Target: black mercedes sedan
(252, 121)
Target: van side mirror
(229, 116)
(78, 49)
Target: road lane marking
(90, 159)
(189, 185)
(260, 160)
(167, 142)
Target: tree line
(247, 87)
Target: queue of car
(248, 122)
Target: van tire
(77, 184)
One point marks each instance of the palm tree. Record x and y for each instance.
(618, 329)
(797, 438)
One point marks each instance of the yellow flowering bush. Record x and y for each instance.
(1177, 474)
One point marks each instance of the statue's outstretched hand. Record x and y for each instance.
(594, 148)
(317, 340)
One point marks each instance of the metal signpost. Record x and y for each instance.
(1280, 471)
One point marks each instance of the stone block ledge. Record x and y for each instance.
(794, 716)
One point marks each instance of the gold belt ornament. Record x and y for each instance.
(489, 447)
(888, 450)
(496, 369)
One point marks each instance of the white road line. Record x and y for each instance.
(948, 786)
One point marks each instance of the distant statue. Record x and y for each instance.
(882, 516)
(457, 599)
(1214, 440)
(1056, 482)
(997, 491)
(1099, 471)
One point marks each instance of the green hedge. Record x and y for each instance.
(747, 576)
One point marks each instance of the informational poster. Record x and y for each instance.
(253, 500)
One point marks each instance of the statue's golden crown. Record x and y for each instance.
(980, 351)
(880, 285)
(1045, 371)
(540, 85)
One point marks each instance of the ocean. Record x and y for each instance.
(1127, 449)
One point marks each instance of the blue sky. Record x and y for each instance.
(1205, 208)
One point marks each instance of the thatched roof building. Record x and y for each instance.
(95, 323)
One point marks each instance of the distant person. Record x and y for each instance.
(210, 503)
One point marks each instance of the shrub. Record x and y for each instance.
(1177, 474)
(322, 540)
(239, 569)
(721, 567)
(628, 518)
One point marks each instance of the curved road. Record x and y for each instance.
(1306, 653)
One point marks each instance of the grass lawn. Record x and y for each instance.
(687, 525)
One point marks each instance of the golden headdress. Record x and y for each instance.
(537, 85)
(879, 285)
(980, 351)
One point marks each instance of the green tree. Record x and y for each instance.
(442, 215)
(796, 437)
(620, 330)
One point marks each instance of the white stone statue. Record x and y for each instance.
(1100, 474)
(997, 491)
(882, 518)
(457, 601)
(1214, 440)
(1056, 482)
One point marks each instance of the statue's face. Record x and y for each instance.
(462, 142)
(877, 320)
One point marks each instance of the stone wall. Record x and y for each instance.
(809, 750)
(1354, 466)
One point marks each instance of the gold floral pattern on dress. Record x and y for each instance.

######

Task item -> Every line of the records should be reproduced exactly.

Exercise response ->
Target: black mercedes sedan
(252, 121)
Target: van side mirror
(229, 116)
(78, 49)
Target: road lane marking
(90, 159)
(189, 185)
(260, 160)
(167, 142)
Target: tree line
(247, 87)
Target: queue of car
(248, 122)
Target: van tire
(77, 184)
One point marks each instance of the palm tree. Record x and y for each instance.
(618, 329)
(797, 438)
One point marks each instance of the yellow flowering bush. Record x and y for each instance.
(1177, 474)
One point marks each instance of the statue's outstretched hand. Record x and y for each instance.
(594, 148)
(317, 340)
One point marks each instance of the metal signpost. Record x and y for each instance.
(1280, 471)
One point marks each instance of the stone block ledge. Record x and y for each instance.
(794, 716)
One point marks each instance of the gold belt ornament. Record x and y for each instance.
(489, 447)
(888, 450)
(496, 369)
One point marks each instance of the white road line. Record x and y for each instance.
(948, 786)
One point marks each instance of the distant statue. Record x and y for each instance.
(882, 516)
(457, 599)
(1214, 440)
(1056, 482)
(997, 491)
(1099, 471)
One point marks each instance of the green hedge. Record x and y for each instance.
(747, 576)
One point marks each instance of the informational poster. Record x and y for each instance.
(253, 500)
One point marks each instance of the statue's golden crown. Record x and y for each instance.
(980, 351)
(880, 285)
(1045, 371)
(540, 85)
One point marks each instance of the ocean. Record x and y for each instance.
(1127, 449)
One point marks each instance of the blue sky. Record x and y for each instance.
(1205, 208)
One point marks each instance of the thatched roof building. Record x and y for each instance.
(95, 323)
One point marks each instance of the distant person. Record x and y for each instance.
(210, 503)
One point marks each instance of the shrub. Record x and y for each instance.
(1177, 474)
(322, 540)
(239, 569)
(721, 567)
(628, 518)
One point marks each instance of the curved road. Record x and y for each instance.
(1306, 653)
One point marks each instance of the grass lawn. Record x and y for each instance.
(687, 525)
One point marks each instance of the golden headdress. Record x and y for each instance.
(537, 85)
(879, 285)
(980, 351)
One point marks each instance of the green tree. Record x and y for each instance.
(442, 215)
(796, 437)
(620, 330)
One point marks each instance of the white stone statue. Record x and y for each instance.
(1100, 474)
(997, 491)
(882, 518)
(457, 601)
(1214, 440)
(1056, 482)
One point marks each instance of the statue's face. Record x and y for each instance.
(462, 142)
(877, 320)
One point marks each instance of the stone wall. Record x and y for each instance.
(809, 750)
(1354, 466)
One point marks each instance of the gold floral pattern on dress. Record x and y for each instance.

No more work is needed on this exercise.